==== EXCERPTED DATA

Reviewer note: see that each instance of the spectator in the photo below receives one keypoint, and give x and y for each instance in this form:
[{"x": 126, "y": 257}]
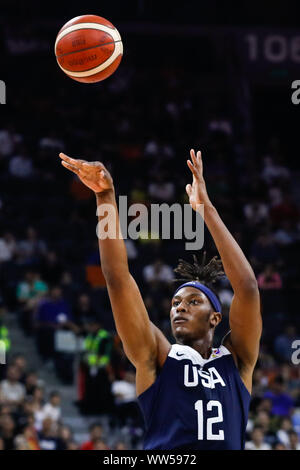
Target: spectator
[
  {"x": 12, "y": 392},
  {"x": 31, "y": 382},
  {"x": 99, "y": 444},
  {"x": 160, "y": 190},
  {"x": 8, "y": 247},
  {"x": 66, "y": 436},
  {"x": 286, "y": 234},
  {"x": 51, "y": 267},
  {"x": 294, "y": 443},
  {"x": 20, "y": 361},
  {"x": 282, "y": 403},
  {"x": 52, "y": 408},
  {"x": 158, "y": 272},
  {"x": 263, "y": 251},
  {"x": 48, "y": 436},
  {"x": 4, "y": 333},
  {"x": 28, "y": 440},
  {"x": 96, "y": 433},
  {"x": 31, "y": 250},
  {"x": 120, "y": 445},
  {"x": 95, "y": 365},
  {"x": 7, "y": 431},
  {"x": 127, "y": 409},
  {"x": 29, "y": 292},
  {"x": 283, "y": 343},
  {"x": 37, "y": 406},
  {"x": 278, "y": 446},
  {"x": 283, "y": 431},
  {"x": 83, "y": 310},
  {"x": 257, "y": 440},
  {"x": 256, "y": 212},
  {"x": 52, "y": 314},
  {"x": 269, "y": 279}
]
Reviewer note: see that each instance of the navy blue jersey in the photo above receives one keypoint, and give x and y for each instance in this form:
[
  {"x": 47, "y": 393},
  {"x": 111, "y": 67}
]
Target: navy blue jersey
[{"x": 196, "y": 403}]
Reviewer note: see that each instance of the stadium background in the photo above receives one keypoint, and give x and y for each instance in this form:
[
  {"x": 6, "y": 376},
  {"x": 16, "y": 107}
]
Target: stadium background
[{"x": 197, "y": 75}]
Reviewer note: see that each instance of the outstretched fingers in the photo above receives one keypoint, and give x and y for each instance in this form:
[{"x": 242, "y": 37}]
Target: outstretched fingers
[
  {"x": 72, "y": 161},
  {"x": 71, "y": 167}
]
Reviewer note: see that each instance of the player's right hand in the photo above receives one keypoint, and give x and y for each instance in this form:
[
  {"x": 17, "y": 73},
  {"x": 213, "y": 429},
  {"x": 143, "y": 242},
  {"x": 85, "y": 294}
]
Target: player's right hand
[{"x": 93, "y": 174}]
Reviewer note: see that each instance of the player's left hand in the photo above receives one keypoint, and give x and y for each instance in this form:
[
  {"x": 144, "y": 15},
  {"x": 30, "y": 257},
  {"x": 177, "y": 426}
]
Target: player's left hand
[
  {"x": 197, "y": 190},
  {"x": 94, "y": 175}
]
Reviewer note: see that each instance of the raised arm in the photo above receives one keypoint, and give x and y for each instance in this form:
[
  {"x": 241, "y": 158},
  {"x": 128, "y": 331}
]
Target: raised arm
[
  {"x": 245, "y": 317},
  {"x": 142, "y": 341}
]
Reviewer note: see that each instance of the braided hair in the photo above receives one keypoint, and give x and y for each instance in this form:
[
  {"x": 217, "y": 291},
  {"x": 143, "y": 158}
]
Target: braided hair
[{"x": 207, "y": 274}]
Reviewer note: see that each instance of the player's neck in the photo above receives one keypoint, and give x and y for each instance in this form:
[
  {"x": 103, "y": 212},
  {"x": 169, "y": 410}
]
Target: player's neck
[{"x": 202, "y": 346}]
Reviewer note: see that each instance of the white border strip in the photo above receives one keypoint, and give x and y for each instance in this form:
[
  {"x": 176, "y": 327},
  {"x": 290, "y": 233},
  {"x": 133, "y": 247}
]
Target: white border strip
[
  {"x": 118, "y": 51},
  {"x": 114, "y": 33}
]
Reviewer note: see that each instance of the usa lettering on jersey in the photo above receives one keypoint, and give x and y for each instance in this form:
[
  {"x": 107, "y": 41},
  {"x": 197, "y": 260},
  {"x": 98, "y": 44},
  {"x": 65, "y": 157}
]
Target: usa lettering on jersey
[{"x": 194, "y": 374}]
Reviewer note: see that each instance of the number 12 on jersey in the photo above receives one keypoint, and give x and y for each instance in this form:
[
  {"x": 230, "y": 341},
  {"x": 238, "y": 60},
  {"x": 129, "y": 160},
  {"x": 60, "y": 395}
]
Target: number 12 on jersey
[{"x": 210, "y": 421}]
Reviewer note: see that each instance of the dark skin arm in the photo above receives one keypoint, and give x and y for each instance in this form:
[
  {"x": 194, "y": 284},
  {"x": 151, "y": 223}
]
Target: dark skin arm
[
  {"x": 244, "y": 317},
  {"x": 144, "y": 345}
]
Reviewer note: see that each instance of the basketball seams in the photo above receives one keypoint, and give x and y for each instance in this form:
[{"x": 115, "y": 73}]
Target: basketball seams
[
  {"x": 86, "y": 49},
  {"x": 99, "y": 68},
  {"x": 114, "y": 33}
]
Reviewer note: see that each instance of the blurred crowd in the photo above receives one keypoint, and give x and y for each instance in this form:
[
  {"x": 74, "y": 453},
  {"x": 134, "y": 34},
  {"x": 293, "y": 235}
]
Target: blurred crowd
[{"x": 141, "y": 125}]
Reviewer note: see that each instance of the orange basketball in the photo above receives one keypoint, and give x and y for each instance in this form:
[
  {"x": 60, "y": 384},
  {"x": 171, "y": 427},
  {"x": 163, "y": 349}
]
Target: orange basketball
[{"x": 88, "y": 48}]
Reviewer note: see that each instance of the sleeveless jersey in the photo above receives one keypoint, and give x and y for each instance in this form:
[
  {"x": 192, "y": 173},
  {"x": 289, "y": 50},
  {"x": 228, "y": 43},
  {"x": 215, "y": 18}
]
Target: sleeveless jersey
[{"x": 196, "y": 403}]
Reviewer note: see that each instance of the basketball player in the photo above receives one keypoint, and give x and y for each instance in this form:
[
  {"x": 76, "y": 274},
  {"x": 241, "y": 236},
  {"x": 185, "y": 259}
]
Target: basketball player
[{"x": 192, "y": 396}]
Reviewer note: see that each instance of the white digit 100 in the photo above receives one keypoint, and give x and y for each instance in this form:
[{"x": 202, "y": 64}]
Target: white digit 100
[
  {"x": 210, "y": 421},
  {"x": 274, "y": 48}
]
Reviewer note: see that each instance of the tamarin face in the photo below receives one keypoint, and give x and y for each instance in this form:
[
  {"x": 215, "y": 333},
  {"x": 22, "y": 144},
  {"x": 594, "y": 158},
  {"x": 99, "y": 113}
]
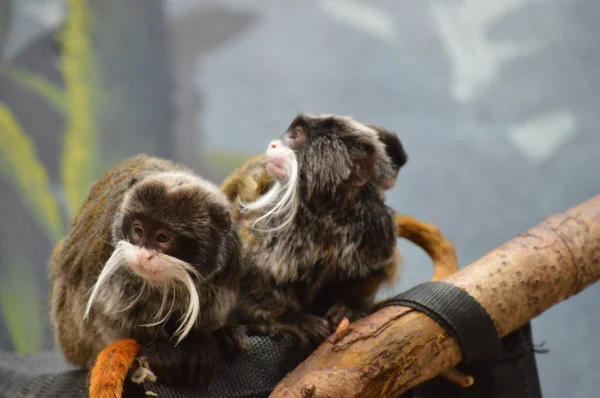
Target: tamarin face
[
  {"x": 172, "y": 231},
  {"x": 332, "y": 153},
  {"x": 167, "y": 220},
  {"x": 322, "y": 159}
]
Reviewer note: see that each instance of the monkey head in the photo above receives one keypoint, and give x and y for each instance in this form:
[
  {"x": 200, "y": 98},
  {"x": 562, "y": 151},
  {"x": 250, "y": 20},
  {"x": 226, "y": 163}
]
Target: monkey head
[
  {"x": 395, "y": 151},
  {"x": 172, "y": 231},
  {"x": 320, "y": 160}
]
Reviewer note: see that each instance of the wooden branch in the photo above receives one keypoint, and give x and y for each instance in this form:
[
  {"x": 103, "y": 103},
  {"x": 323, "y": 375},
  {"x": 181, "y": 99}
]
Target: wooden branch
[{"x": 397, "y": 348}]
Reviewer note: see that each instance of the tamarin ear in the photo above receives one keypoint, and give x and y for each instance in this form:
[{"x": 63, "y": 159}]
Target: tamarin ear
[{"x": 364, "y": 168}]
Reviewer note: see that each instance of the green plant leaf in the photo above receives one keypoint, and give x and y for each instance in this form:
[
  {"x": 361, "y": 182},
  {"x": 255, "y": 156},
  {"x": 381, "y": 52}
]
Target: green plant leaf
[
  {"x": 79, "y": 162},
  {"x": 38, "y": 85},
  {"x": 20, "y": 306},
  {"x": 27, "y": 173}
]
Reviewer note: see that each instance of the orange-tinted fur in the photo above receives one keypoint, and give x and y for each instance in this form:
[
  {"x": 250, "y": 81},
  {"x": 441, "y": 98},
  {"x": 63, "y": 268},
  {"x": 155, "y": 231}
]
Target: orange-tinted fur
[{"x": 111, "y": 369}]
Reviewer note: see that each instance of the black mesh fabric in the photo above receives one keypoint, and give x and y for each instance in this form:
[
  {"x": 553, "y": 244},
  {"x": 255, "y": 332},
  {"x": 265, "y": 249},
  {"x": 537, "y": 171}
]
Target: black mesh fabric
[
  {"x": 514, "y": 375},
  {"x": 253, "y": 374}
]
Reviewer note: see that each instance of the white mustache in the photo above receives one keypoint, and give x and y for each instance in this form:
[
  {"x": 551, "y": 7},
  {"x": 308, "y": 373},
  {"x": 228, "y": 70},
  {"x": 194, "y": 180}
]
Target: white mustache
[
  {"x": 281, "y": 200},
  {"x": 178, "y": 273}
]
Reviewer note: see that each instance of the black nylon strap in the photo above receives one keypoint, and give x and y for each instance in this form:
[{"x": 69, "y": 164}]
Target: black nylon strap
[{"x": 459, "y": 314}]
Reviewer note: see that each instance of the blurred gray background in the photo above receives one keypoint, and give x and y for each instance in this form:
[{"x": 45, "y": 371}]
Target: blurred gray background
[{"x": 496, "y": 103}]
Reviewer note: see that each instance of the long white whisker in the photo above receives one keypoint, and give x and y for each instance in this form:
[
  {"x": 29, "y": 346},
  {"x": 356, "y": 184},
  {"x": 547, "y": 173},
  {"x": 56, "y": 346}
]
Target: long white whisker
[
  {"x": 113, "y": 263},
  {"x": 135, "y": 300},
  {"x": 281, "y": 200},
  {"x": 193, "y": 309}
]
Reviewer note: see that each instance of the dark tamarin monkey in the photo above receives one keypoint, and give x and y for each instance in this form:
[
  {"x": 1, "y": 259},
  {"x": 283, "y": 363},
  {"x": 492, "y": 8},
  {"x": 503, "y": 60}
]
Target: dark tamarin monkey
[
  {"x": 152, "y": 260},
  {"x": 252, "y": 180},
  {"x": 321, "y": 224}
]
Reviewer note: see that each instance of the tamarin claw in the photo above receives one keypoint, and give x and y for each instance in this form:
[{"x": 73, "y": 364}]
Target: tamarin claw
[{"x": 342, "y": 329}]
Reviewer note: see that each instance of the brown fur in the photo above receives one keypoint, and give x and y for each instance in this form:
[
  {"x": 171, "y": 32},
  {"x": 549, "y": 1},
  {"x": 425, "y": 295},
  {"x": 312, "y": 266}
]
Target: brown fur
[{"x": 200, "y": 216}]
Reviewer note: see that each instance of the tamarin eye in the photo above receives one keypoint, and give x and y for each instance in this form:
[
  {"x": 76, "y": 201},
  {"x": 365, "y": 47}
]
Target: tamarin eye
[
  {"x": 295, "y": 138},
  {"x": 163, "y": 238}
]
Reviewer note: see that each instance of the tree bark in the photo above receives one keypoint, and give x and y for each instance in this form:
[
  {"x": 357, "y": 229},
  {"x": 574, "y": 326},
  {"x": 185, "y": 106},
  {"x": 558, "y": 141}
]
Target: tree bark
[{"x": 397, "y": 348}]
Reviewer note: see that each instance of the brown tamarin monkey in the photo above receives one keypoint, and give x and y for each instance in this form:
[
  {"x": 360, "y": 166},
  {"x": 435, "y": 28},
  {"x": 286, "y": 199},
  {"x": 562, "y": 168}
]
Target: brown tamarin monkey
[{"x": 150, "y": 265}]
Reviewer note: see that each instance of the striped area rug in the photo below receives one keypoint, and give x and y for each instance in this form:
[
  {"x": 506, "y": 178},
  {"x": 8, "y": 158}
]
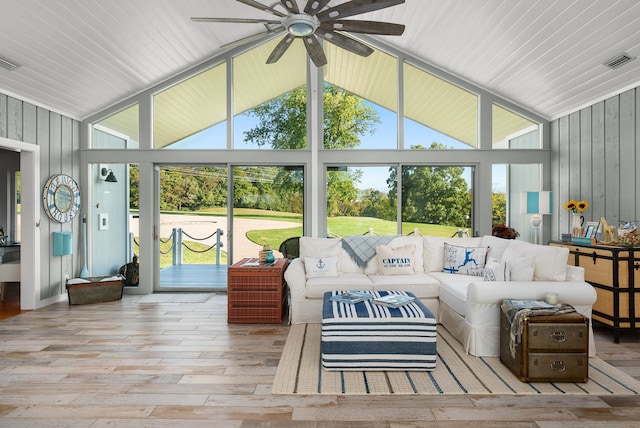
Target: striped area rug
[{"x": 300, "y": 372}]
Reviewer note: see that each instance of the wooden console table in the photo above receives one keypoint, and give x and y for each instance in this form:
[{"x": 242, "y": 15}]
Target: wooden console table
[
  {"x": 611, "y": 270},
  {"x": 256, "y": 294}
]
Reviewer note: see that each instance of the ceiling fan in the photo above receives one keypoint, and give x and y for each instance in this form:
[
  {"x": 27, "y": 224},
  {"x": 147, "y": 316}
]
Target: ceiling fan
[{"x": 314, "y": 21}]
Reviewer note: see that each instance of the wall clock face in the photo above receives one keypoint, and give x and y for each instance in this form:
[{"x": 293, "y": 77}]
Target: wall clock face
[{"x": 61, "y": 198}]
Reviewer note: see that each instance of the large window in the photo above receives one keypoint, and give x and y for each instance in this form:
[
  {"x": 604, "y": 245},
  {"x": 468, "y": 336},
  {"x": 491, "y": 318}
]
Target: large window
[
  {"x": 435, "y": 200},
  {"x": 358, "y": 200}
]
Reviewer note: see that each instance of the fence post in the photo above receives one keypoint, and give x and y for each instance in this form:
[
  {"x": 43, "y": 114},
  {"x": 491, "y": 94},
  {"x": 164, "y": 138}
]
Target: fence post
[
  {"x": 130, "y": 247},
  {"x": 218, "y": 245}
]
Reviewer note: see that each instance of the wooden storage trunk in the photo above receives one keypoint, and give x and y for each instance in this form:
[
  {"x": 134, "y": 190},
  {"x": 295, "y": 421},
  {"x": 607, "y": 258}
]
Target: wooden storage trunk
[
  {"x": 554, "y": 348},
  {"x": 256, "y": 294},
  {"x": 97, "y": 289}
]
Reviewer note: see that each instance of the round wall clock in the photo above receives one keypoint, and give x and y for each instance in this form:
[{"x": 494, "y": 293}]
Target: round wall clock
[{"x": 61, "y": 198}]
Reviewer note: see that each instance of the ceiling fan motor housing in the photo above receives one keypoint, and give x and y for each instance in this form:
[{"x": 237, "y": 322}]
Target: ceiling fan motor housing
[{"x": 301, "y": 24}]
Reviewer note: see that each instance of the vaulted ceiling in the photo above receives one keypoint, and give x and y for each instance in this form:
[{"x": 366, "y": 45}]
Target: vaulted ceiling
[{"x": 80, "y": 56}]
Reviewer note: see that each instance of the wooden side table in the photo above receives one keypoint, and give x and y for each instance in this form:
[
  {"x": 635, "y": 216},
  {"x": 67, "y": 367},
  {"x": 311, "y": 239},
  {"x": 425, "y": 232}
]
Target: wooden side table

========

GIVEN INSTRUCTION: List the stretch of lines from the one containing "Reviewer note: see that each instance of the large" through the last line as a numbered list, leaving out any blank lines.

FINISHED EXERCISE:
1. Reviewer note: see that each instance of the large window in the photo above receives one keypoint, and give x and y for each instance in this form:
2. [
3.   {"x": 604, "y": 245},
4.   {"x": 468, "y": 336},
5.   {"x": 491, "y": 318}
6. ]
7. Target: large window
8. [
9.   {"x": 435, "y": 200},
10.   {"x": 358, "y": 200}
11. ]
12. Reviewer note: see that each instance of the fence post in the photo above receives one keypoint, and give x and y for each instance in this form:
13. [
14.   {"x": 43, "y": 114},
15.   {"x": 491, "y": 94},
16.   {"x": 164, "y": 138}
17. ]
18. Target: fence post
19. [
20.   {"x": 130, "y": 247},
21.   {"x": 218, "y": 245}
22. ]
23. Reviewer note: see that each instance of the wooden storage trunk in the photo above receives one keypoint, and give x and y for each instance in this form:
24. [
25.   {"x": 134, "y": 190},
26.   {"x": 295, "y": 421},
27.   {"x": 607, "y": 258}
28. ]
29. Target: wooden storage trunk
30. [
31.   {"x": 554, "y": 348},
32.   {"x": 256, "y": 294},
33.   {"x": 97, "y": 289}
34. ]
35. Reviewer note: see that each instance of the round wall clock in the photo above receives one keypoint, and give x and y for each instance in this form:
36. [{"x": 494, "y": 293}]
37. Target: round wall clock
38. [{"x": 61, "y": 198}]
39. Reviewer note: see that each instance of the ceiling fan motor housing in the photo above receives one keypoint, and give x and y for each instance in this form:
40. [{"x": 237, "y": 322}]
41. Target: ceiling fan motor housing
42. [{"x": 301, "y": 24}]
43. Reviewer note: see that each instance of the vaulted ceiling in the photo above receives one keypoint, and give x and y for each instance in this form:
44. [{"x": 366, "y": 45}]
45. Target: vaulted ceiling
46. [{"x": 80, "y": 56}]
47. Reviewer note: see that each instance of the wooden side table in the photo above receives one keypoint, and give x and y for each instance in this form:
48. [
49.   {"x": 635, "y": 216},
50.   {"x": 67, "y": 367},
51.   {"x": 311, "y": 239},
52.   {"x": 425, "y": 232}
53. ]
54. Target: wooden side table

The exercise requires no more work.